**What is asked**
1 > Repeat the passage from the USB Type-C patch thread starting with "This is going" and going on through "can't do that.".
2 > Answer these questions from the USB Type-C patch thread:
(a) Where did Heikki Krogerus add a commit meant to fix both issues?
(b) Which function does Guenter Roeck say he must not call while a role change request through the class code is pending?
(c) What mode does Heikki Krogerus say the interface can't be limited to supporting?

##### Source extract #####

Re: [PATCHv4 1/2] usb: USB Type-C connector class

From: Guenter Roeck
Date: Sun Jul 03 2016 - 17:29:21 EST


On 07/03/2016 12:38 PM, Heikki Krogerus wrote:
On Fri, Jul 01, 2016 at 07:33:12AM -0700, Guenter Roeck wrote:
On Fri, Jul 01, 2016 at 03:05:35PM +0300, Heikki Krogerus wrote:
I've updated my github branch with a commit where both of these issues
should be fixed. Can you give it a try?


This is going to be very difficult. So far, calls such as
typec_set_data_role() were independent (asynchronous) of role change
requests through sysfs, meaning they happened whenever lower level
confirmed that a role change was complete, for whatever reason. Now
I have to check if a role change request through the class code
is pending and not call typec_set_data_role() and friends in that case.

I'm sorry about the misunderstanding.

What you want is basically that we only support non-blocking mode with
this interface, and we can't do that.


No, that is not what I said or asked for. The problems I am seeing are due
to locking in the class code. "Asynchronous" above referred to the state
machine vs. role change requests by the class code, which operates independent
of each other in my code. Set requests from the class code still wait for
the state machine to complete.

The problem is that the state machine now needs to know if the class code
has a set role request pending, because in that case it can no longer report
role changes directly to the class code. This includes role changes unrelated
to the actual set role request. That code is now much more complicated, especially
since each callback into the typec code is handled differently. For example,
typec_disconnect() does not require a lock (unless I missed it), but many
other functions do.

##### Information provided #####

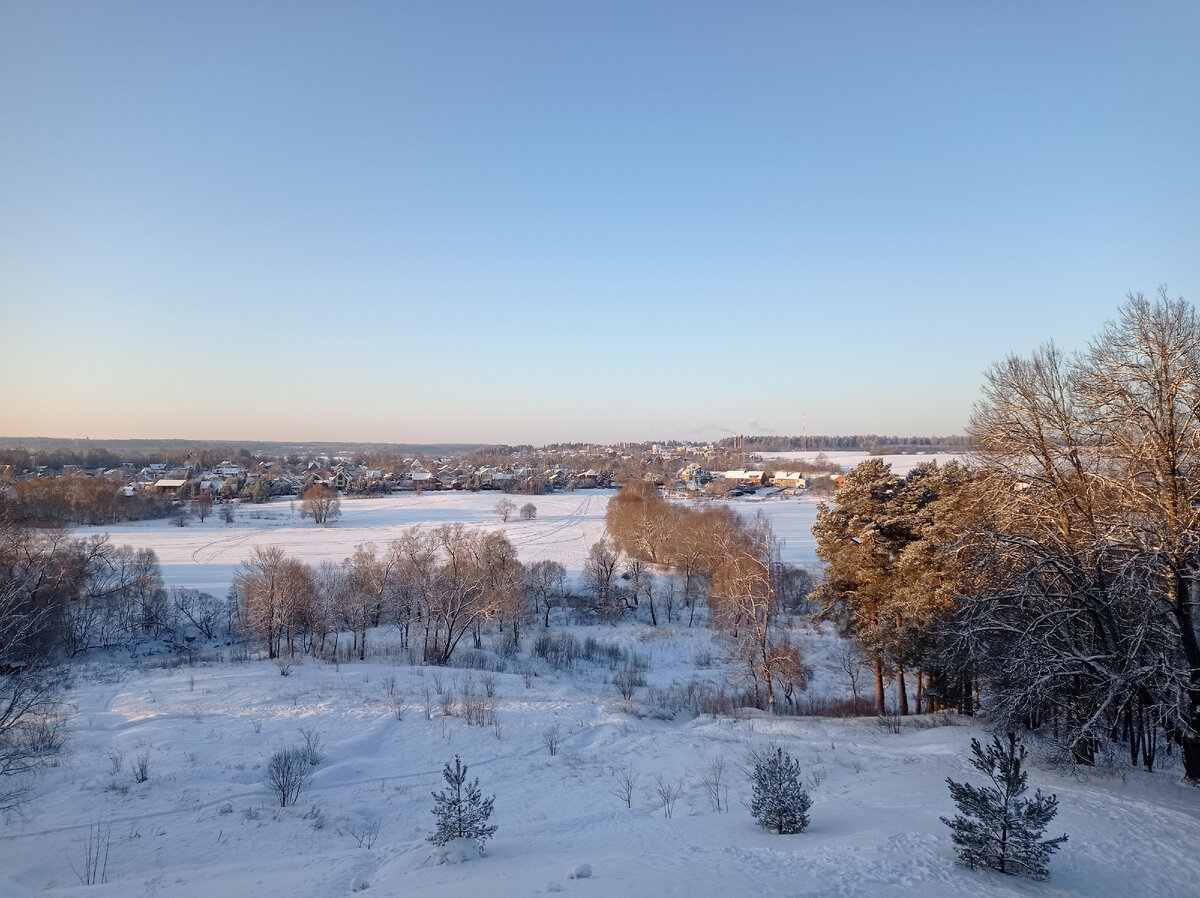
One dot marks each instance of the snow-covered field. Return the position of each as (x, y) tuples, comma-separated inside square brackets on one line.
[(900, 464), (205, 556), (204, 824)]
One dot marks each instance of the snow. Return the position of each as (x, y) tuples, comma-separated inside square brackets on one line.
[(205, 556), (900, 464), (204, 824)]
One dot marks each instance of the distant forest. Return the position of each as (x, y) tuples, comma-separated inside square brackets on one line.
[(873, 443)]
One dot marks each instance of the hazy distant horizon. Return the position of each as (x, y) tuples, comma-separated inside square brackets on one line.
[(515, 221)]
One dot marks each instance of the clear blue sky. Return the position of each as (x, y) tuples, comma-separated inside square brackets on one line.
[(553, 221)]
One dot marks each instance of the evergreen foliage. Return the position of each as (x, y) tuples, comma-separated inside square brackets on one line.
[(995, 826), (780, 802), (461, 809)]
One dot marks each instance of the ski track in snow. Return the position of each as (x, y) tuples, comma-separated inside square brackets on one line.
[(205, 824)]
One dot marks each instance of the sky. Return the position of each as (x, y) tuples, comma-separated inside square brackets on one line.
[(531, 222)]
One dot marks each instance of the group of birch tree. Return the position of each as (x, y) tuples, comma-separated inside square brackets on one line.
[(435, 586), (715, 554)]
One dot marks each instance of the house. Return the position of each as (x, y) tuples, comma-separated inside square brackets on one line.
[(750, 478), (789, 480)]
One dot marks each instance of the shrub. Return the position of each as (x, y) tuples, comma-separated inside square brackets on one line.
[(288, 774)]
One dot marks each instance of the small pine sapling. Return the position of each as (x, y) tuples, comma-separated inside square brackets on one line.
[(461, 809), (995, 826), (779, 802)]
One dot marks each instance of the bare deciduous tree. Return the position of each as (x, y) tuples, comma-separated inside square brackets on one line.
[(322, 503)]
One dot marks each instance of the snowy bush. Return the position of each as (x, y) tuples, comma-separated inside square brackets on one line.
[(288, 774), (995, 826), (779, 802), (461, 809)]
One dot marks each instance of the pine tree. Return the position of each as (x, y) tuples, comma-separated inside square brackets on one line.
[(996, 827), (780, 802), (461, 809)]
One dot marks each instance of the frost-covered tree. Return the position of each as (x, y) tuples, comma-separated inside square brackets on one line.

#####

**Solutions below**
1 >
This is going to be very difficult. So far, calls such as
typec_set_data_role() were independent (asynchronous) of role change
requests through sysfs, meaning they happened whenever lower level
confirmed that a role change was complete, for whatever reason. Now
I have to check if a role change request through the class code
is pending and not call typec_set_data_role() and friends in that case.

I'm sorry about the misunderstanding.

What you want is basically that we only support non-blocking mode with
this interface, and we can't do that.

2 >
(a) His github branch.
(b) typec_set_data_role() (and friends).
(c) Non-blocking mode.